> [Selected text]
• • •
Power on: Nestle highlights NPD and sustainability focus for the Middle East following new confectionery launch

By Guan Yu Lim contact

- Last updated on GMT

Mackintosh Quality Street Date is Nestle’s latest confectionery offering in the MENA region. ©Nestle MENA
Mackintosh Quality Street Date is Nestle’s latest confectionery offering in the MENA region. ©Nestle MENA

Related tags: Nestlé, Middle east, Quality Street

Nestle Middle East and North Africa (MENA) is striving to create more innovative products for the region, following the launch of Quality Street dates, while also pledging to double down on its sustainability efforts.

Mackintosh Quality Street Date is Nestle’s latest confectionery offering in the MENA region.

The product is a date, stuffed with nuts and coated with milk chocolate.

Emile Douaihy, business executive officer of confectionery and snacking at Nestle MENA said: “They’re inspired by the region’s most iconic staple fruit and produced to provide a local palette favourite​.”

It is currently available in three flavours, Praline Hazelnut, Caramel Hazelnut and Toffee Almond.

Quality Street’s chocolate and toffee products are typically used in local gifting occasions such as Ramadan, Eid al-Fitr, and Eid al- Adha.

R&D for the product took nearly eight months. “Chocolate covered dates are an innovation that marries the modern contemporary chocolate with the region’s staple fruit​,” Douaihy told FoodNavigator-Asia​.

The dates and chocolate are sourced from Saudi Arabia, UAE and Spain, and the product produced at a local manufacturing partner facility in the United Arab Emirates.

It retails for around AED 15 (US$4) for 102g package, and AED 36 (US$10) for the 255g version.

Quality Street Date is currently sold in hypermarkets across UAE, Saudi Arabia and Kuwait, and will launch in Oman, Bahrain, Egypt, and Morocco by the year-end.

Depending on consumer demand, the products may be exported beyond MENA according to Douaihy.

At Nestlé MENA, we are constantly researching consumer trends, lifestyle changes, and their take on inherited traditions​,” Douaihy said.
• • •
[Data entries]
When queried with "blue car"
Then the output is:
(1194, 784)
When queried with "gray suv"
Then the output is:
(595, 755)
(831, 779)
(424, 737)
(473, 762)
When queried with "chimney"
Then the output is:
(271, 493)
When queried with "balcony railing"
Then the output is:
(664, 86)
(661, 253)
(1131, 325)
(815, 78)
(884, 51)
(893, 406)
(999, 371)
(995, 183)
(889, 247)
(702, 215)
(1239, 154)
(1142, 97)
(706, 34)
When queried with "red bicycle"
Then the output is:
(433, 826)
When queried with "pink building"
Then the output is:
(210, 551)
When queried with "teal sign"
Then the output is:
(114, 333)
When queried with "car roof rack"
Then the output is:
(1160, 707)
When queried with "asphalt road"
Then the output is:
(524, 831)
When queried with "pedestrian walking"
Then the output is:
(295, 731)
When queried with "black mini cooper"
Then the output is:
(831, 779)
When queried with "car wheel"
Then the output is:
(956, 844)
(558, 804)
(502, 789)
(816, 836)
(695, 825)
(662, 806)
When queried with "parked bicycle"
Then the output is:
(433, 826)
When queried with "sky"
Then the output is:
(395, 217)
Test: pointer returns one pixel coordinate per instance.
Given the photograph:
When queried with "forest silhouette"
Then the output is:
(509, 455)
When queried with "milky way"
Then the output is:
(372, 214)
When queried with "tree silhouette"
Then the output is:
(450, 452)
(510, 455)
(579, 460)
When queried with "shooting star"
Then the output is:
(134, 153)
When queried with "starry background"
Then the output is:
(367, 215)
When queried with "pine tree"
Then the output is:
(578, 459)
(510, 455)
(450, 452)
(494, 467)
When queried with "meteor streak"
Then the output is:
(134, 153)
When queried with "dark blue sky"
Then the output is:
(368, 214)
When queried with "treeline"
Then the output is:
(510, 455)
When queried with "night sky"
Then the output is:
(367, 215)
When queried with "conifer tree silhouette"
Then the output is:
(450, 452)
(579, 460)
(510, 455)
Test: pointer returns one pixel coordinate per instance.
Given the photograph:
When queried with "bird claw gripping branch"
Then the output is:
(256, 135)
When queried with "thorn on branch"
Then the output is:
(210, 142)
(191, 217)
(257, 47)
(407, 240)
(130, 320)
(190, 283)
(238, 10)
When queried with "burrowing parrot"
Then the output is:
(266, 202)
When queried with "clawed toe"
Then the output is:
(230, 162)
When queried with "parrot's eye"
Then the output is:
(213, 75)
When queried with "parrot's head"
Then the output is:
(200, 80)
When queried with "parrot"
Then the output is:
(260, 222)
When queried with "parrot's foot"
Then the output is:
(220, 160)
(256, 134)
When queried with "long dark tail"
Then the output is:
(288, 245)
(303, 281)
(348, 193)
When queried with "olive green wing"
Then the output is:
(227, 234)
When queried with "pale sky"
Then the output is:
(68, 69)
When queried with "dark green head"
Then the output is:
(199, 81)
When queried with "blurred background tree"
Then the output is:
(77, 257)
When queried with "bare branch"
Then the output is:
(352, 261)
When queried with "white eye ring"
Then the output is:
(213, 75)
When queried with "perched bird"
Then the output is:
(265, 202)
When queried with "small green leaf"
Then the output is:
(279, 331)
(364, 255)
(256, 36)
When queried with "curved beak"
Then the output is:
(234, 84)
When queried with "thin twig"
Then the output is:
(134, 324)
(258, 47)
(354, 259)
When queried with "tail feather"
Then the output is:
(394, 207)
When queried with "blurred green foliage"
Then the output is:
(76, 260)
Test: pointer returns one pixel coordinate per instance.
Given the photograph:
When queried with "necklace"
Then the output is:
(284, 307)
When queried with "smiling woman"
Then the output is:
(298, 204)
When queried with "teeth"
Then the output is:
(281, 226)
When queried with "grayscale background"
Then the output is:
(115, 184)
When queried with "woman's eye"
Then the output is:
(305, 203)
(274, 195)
• • •
> [Tasks to carry out]
- a) Based on the Quality Street Date article above, mark each statement yes or no, quoting the words that decide it: (i) the product comes in three flavors; (ii) the product is manufactured in Spain; (iii) R&D for the product took nearly eight months.
- b) Copy out everything in the Quality Street Date article from "The dates and" down to "by the year-end.".

> [List of solutions]
- a)
(i) Yes: "It is currently available in three flavours, Praline Hazelnut, Caramel Hazelnut and Toffee Almond."
(ii) No: "the product produced at a local manufacturing partner facility in the United Arab Emirates."
(iii) Yes: "R&D for the product took nearly eight months."

- b)
The dates and chocolate are sourced from Saudi Arabia, UAE and Spain, and the product produced at a local manufacturing partner facility in the United Arab Emirates.

It retails for around AED 15 (US$4) for 102g package, and AED 36 (US$10) for the 255g version.

Quality Street Date is currently sold in hypermarkets across UAE, Saudi Arabia and Kuwait, and will launch in Oman, Bahrain, Egypt, and Morocco by the year-end.